**DATA FOR THIS TASK**
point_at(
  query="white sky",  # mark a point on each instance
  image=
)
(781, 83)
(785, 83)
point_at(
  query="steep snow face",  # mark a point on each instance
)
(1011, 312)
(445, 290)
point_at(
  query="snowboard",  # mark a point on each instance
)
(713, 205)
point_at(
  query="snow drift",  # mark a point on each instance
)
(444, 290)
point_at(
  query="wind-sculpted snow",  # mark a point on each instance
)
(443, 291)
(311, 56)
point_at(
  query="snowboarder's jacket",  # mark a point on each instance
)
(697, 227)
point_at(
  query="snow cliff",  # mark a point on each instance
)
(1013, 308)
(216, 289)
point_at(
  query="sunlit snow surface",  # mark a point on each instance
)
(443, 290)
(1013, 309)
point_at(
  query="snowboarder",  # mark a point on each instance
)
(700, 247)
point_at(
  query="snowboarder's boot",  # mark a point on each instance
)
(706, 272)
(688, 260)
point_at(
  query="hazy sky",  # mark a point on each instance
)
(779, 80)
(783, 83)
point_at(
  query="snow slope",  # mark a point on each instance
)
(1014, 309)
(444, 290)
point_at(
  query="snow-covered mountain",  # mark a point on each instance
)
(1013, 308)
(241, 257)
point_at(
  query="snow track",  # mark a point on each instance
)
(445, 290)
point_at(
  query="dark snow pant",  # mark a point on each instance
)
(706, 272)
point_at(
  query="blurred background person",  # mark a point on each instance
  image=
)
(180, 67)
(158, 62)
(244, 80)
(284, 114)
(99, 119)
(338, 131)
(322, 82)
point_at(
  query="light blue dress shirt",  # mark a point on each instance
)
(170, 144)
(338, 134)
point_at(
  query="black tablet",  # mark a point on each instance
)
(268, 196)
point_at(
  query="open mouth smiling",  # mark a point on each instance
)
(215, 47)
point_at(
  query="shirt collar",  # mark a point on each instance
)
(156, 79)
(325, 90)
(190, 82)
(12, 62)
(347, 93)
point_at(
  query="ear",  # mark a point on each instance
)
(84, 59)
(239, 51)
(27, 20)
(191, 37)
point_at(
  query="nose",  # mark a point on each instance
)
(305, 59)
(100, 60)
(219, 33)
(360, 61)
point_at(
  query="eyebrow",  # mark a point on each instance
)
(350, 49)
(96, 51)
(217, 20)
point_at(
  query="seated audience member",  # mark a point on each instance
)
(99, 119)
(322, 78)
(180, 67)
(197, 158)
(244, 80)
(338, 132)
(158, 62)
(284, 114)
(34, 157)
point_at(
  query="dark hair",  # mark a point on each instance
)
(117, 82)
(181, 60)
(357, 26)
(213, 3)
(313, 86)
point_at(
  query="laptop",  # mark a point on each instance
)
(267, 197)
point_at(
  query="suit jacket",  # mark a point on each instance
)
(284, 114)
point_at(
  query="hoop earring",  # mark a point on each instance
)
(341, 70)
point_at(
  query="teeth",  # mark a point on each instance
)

**SET TASK**
Write down every line of the data exactly as it appears above.

**CORRECT ANSWER**
point_at(
  query="white sky",  # mark a point on each instance
  image=
)
(781, 83)
(785, 83)
point_at(
  query="steep snow face",  # mark a point on each instance
)
(1011, 312)
(445, 290)
point_at(
  query="snowboard",  # mark a point on each instance
)
(713, 205)
point_at(
  query="snow drift",  # mark a point on each instance
)
(444, 290)
point_at(
  query="wind-sculpted snow",  # mark a point on each instance
)
(443, 291)
(311, 56)
point_at(
  query="snowboarder's jacket",  # mark a point on each instance
)
(697, 227)
point_at(
  query="snow cliff",  # mark a point on each instance
)
(1013, 308)
(216, 289)
point_at(
  query="sunlit snow surface",  # mark a point on each instance
)
(443, 290)
(1013, 309)
point_at(
  query="snowboarder",  # mark a point on each instance
)
(700, 247)
point_at(
  query="snowboarder's boot",  # mark a point on each instance
)
(706, 272)
(688, 260)
point_at(
  query="hazy sky",  # mark a point on each instance
)
(779, 80)
(783, 83)
point_at(
  query="snow slope",  # mark a point on each instance
)
(1014, 309)
(444, 290)
point_at(
  query="snow-covered mountain",  # mark a point on each instance
)
(1013, 308)
(241, 257)
point_at(
  query="snow track",  # mark a point on each instance
)
(445, 290)
point_at(
  query="dark snow pant",  # mark a point on each instance
)
(706, 272)
point_at(
  query="blurred background person",  # mark a point on each instance
  image=
)
(180, 67)
(158, 62)
(244, 80)
(284, 114)
(99, 119)
(338, 131)
(322, 82)
point_at(
  query="light blue dress shirt",  # mark a point on each instance
)
(170, 144)
(338, 134)
point_at(
  query="black tablet",  # mark a point on each instance
)
(268, 196)
point_at(
  query="open mouth smiling",  # mark a point on each instance
)
(215, 47)
point_at(
  query="shirt collar",  # mark a point on each instance
)
(156, 79)
(325, 90)
(190, 82)
(12, 62)
(347, 93)
point_at(
  query="ear",  # mark a point on each instance
)
(84, 59)
(239, 51)
(27, 20)
(191, 37)
point_at(
  query="nose",  # mark a point on each instance
)
(305, 59)
(100, 60)
(219, 33)
(360, 61)
point_at(
  query="eyebrow",  # mark a point on each instance
)
(350, 49)
(96, 51)
(217, 20)
point_at(
  query="seated audience member",  # mark a point on each instance
)
(99, 119)
(322, 78)
(180, 67)
(197, 158)
(244, 80)
(338, 132)
(158, 62)
(284, 114)
(34, 157)
point_at(
  query="dark hair",  # mark a point on each instance
)
(117, 82)
(181, 60)
(357, 26)
(213, 3)
(313, 86)
point_at(
  query="laptop",  # mark a point on each instance
)
(267, 197)
point_at(
  query="suit jacket",  # mark a point on each instance
)
(284, 114)
point_at(
  query="hoop earring",  # mark a point on each instance
)
(341, 70)
point_at(
  query="teeth",  # mark a point on each instance
)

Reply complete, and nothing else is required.